* **EXTRACT**:
__________________________________________________
How rooted these errors have become can be seen from the presence in the new edition of Deniker of the “totemist clan” while Fritz Graebner cannot do without “matriarchal culture” although he restricts the seniority of matriarchy over universal patriarchalism to very rare instances.240 Moret and Davy take a step’ backwards, apparently unable to proceed without the aid of totemism and matriarchy.241 The renowned Wilhelm Wundt. in his Voelkerpsychologie, regards totemism as a separate phase in universal development.242 Only Edward Meyer flatly denies meaning to matriarchy, as well as to all deductions of religion from totemism or the cult of the dead, and every kind of “comparative mythology”.243

I should, however, like to anticipate misunderstandings in another field. For exact presentation of the subject is frustrated at every step by the indeterminate meaning of the expressions denoting human associations. Real anarchy has reigned in the use of the terms family, clan, tribe, generation, stock, horde, people, nation, etc. When reading new scientific works one really does not know whether for example the Lencisi (Leczycanie) are a stock, a people, a tribe or a generation. And richness of language does not consist in speaking and writing chaotically. Things are no better abroad. In the same author on one and the same page confusion may be complete because of a lack of precision in use of the expressions clan, tribe, phratry, class, family, house. Since in scientific discussion vocabulary must be precise if anarchy is to be avoided, without wishing to impose them upon anyone, I shall define the meaning which the following expressions have in my works: family — parents and children together; clan — association of families deriving from a common ancestor; tribe — association of related clans deriving from a common ancestor. From related tribes the people emerge. From peoples the nation may emerge, but only historically. Ethnologically related peoples make up the stock (e.g. Slav stock), regardless of whether history makes a nation or nations of them, which is quite unnecessary for the creation of stocks. Between peoples and the stock there may, but need not be, a rung of nations.

I use the expression generation solely to designate collectively persons bearing the same genealogical degree of relationship to a common ancestor.

Related stocks form races (e.g. the Indo-European). (The author gives also three more terms, but as they are not used in this book we abstain from translating them into English. The Translators.)


The oldest type of organisation based on the clan was described in the section on oldest associations in the previous chapter. But the shortlived primitive clan ended with the death of its protoplast, founder, sole possessor and despotic ruler. Changes must have taken place and a second type arose.
__________________________________________________
* **SUPPLIED RECORDS**:
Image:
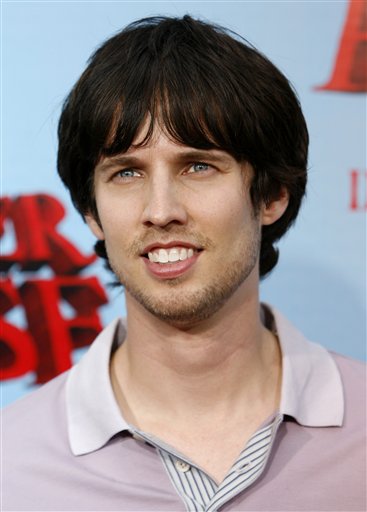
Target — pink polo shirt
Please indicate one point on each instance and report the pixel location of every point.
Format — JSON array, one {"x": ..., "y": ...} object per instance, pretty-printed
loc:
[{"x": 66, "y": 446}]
__________________________________________________
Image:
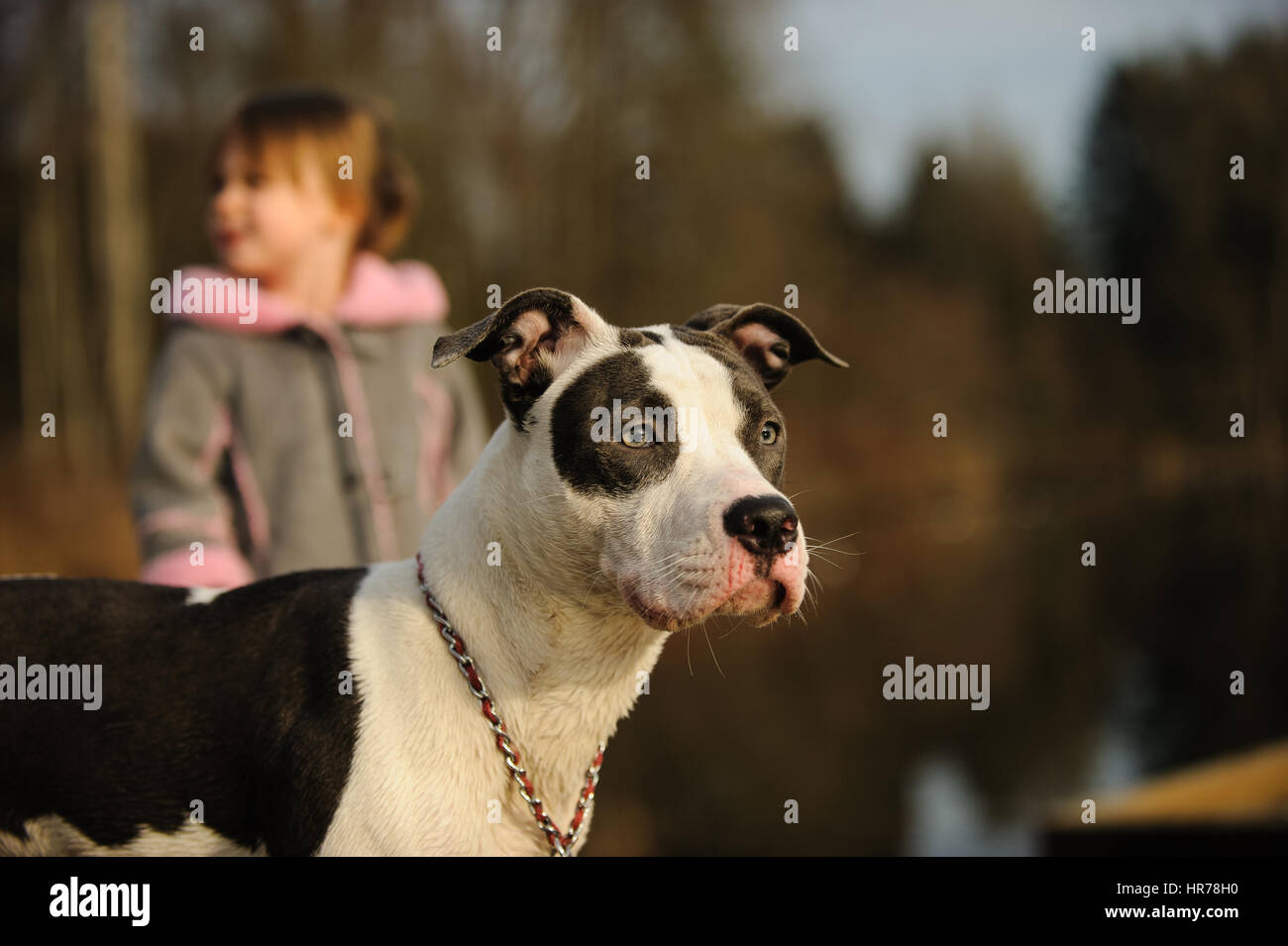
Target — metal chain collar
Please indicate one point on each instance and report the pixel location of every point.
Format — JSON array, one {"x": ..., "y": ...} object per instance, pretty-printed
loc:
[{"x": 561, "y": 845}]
__________________________________________________
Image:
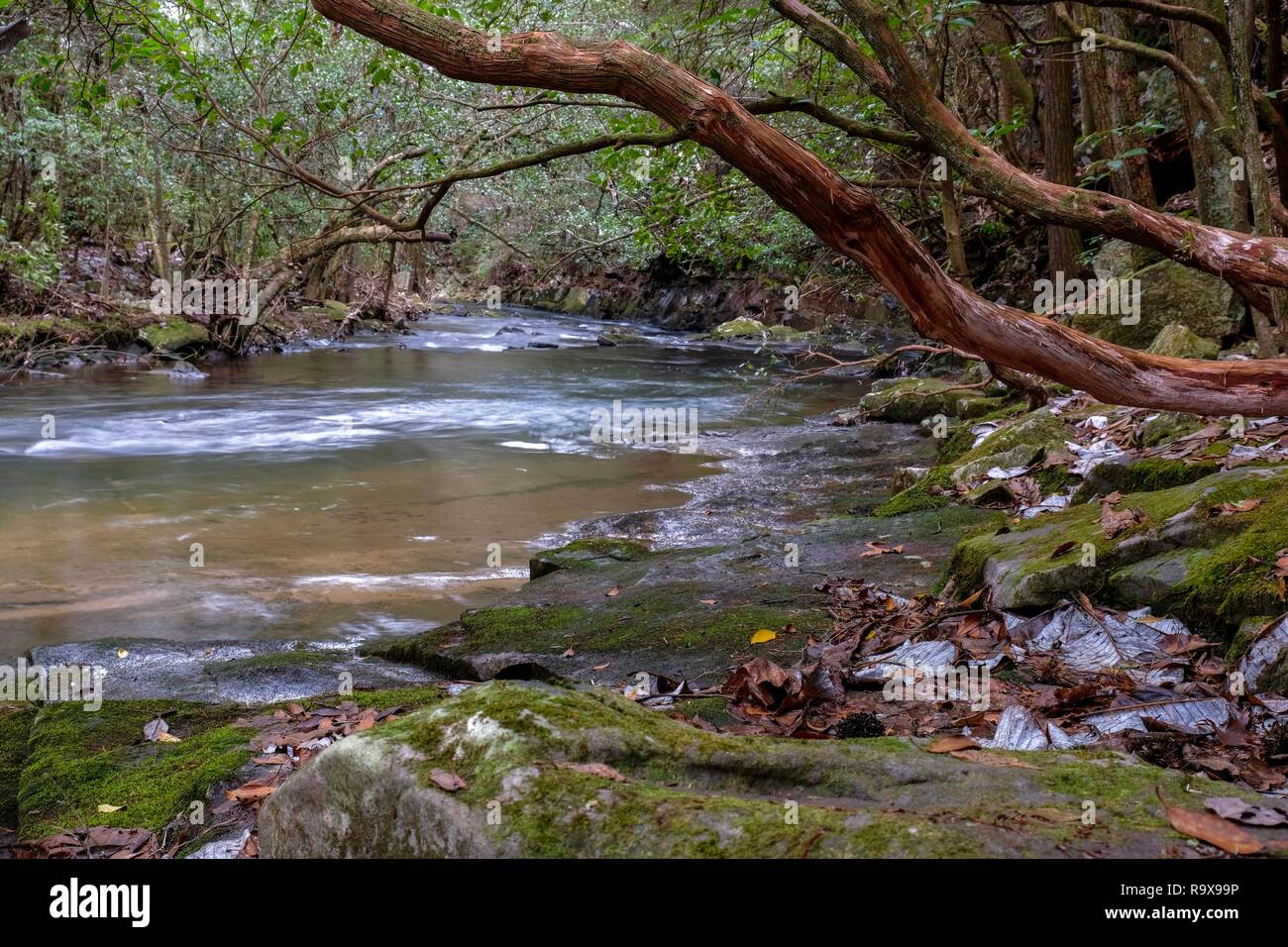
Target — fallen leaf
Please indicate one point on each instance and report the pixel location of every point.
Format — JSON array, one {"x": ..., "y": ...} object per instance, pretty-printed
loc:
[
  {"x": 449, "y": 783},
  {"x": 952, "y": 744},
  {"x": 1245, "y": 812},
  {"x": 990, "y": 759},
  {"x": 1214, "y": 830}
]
__________________________________________________
* **WHAT THIS EXERCISE ASKS**:
**a)** In the extract on terms for human associations, how does the author define a clan?
**b)** Gather every line of the records that contains the string "Target".

* **SOLUTION SET**:
**a)** A clan is an association of families deriving from a common ancestor.

**b)**
Target — pink polo shirt
Target — metal chain collar
Target — fallen leaf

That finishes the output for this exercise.